> EXERCISES TO COMPLETE:
a. In the article on Trump's criticism of the Supreme Court, what was the dollar amount of the tariff decision the president referenced?
b. Continue the article on Trump's criticism of the Supreme Court, starting after its last sentence.

> EXCERPTED TEXT:
• • •

Left cries racism after Trump criticizes Justice Jackson's record on the bench

 April 23, 2026
category: 

President Donald Trump took aim at the Supreme Court on Wednesday morning, posting a broadside on Truth Social that criticized liberal justices for voting as a bloc and singled out Justice Ketanji Brown Jackson, the newest member of the Court and a Biden appointee, as a "Low IQ person." The left's response was immediate and predictable: racism.

The accusation has become so reflexive it barely qualifies as analysis. Every time Trump criticizes a prominent Black Democrat, on policy, on judicial philosophy, on record, the same voices reach for the same word. The pattern says more about the accusers than the accused.

What Trump actually wrote, in full, deserves a fair reading. The Mirror reported that the president's Truth Social post complained that Democratic-appointed justices "stick together like glue" and "ALWAYS vote as a group, or BLOCK," while Republican-appointed justices hand the other side victories on major cases. He referenced a $159 billion tariff decision and what he called "nasty, one sided questions" during oral arguments on birthright citizenship.

Trump's frustration with the Court

The president's post did not come out of nowhere. It landed weeks after he attended a Supreme Court oral argument hearing in a landmark case that could reshape the legal understanding of birthright citizenship, a right grounded in the 14th Amendment. The ACLU brought the case to the high court, and the hearing drew national attention.

Trump's complaint was pointed. He argued that Republican-appointed justices lack the same discipline their liberal counterparts show, writing that they "give the Democrats win after win." As Fox News reported, Trump also said that "Certain 'Republican' Justices have just gone weak" and were "completely violating what they 'supposedly' stood for."

That frustration is not new, and it is not limited to Trump. Conservative legal observers have spent years watching Republican-appointed justices drift on major cases, from Obamacare to administrative-state questions, while the liberal bloc votes in lockstep. The president gave voice to what millions of conservative voters already believe: that the Court's right flank lacks the conviction its left flank takes for granted.

• • •

> INFORMATION SHOWN:
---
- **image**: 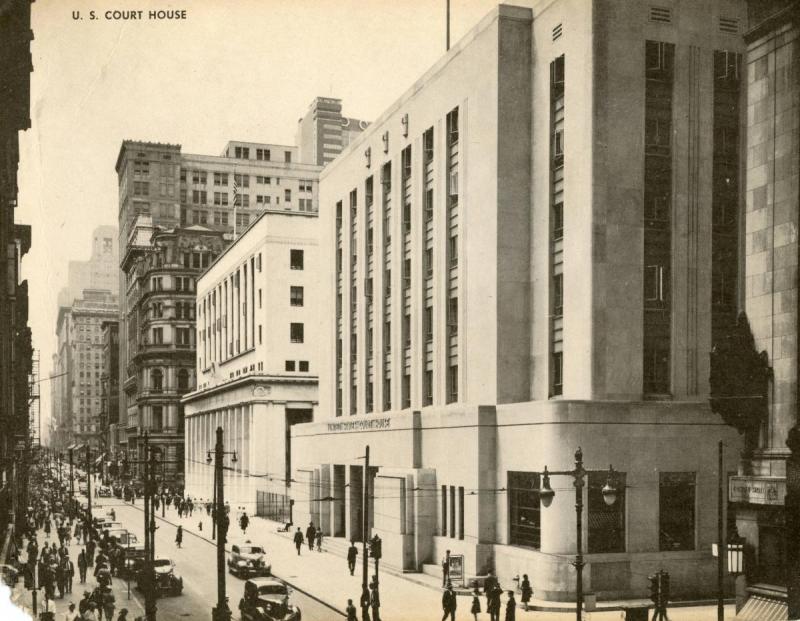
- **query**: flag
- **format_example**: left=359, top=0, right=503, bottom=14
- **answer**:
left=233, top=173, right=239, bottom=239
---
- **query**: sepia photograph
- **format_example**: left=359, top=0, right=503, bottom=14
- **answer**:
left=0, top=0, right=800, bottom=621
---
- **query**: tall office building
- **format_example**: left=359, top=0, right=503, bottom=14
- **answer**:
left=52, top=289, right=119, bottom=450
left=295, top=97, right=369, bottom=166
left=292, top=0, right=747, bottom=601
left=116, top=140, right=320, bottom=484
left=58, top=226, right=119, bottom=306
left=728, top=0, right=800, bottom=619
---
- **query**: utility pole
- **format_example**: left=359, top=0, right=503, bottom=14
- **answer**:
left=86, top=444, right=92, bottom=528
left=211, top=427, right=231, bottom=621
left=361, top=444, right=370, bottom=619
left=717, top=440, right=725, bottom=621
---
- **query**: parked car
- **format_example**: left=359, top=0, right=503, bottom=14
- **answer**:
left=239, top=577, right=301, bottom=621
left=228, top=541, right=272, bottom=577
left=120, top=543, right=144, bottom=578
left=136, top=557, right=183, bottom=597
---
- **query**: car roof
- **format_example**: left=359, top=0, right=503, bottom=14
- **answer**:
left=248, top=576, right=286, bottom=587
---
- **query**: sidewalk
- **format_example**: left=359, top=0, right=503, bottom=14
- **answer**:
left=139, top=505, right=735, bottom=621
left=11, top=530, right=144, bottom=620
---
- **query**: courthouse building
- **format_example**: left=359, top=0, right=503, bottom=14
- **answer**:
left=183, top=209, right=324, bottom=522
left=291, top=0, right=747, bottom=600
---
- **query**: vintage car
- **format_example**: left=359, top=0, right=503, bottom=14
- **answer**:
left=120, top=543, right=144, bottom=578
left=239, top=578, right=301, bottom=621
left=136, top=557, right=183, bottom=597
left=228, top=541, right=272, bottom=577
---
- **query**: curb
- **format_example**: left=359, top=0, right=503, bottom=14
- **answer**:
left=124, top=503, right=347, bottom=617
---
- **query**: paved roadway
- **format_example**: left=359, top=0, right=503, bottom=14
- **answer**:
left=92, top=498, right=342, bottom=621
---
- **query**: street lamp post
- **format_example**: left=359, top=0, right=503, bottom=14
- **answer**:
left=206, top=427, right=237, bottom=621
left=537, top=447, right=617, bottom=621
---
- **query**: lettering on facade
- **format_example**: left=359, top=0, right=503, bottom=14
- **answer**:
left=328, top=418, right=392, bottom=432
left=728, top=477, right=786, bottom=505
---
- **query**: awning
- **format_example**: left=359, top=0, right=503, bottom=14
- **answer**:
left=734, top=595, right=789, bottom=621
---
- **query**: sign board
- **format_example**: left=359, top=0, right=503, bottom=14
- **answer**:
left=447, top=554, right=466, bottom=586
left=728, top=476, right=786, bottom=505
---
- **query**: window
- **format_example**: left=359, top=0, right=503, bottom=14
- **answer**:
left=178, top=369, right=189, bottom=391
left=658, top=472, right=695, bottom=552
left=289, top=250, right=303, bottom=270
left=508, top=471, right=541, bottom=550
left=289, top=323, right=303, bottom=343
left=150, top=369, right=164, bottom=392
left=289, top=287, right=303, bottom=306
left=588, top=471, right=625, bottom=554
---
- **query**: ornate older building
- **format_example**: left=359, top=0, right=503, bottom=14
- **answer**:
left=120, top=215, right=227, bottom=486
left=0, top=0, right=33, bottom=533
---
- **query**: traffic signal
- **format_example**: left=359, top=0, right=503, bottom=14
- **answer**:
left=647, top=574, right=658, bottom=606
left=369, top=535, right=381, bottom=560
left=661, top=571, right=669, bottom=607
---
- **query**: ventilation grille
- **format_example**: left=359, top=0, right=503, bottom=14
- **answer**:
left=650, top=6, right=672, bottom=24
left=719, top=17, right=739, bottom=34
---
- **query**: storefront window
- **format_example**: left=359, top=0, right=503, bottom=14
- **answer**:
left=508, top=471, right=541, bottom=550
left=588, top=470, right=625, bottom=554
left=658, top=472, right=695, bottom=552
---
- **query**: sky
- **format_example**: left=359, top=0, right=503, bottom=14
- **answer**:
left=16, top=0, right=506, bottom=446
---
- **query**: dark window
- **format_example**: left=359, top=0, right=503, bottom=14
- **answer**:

• • •

> RESPONSES TO THE EXERCISE:
a. $159 billion.

b.
Readers following the broader tension between the administration and the Court will recall that Trump's birthright citizenship challenge met skepticism from several justices during oral arguments, a dynamic the president clearly has not forgotten.

The racism charge, on cue

Within hours of the post, social media users lined up to call Trump a racist. One wrote that "Low IQ" was "His favorite racist dog whistle." Another claimed Trump "continues to call women especially Black American Women Low IQ." A third insisted Trump "ALWAYS" uses the phrase against Black women "no matter how accomplished they are."

One user pointed to Jackson's credentials, a magna cum laude undergraduate degree from Harvard, a cum laude Juris Doctor from Harvard Law School, and a stint as supervising editor of the Harvard Law Review, as proof that the "Low IQ" label was baseless.

Nobody disputes Jackson's academic pedigree. But the left's argument rests on a familiar sleight of hand: treating any criticism of a Black public figure as inherently racial. Trump has used the phrase "low IQ" against white opponents, too. The charge of racism works only if you assume the worst possible motive and refuse to consider any other explanation, like, say, genuine disagreement with how a justice interprets the Constitution.

Jackson, for her part, did not immediately respond to the president's comments. That silence may be the most appropriate judicial response available. Supreme Court justices are not supposed to be social media combatants, and Jackson's recent role authoring a unanimous ruling on asylum claims shows she is busy doing the actual work of the bench.

The ACLU weighs in

ACLU Executive Director Anthony Romero used the moment to frame the birthright citizenship case in sweeping terms. He said in a statement:

"This is one of the most important cases in the last hundred years. The outcome of this case will very well decide the rights and liberties of over 200,000 children born to immigrant parents each year. The 14th Amendment guarantees that children born in the United States are citizens. Period."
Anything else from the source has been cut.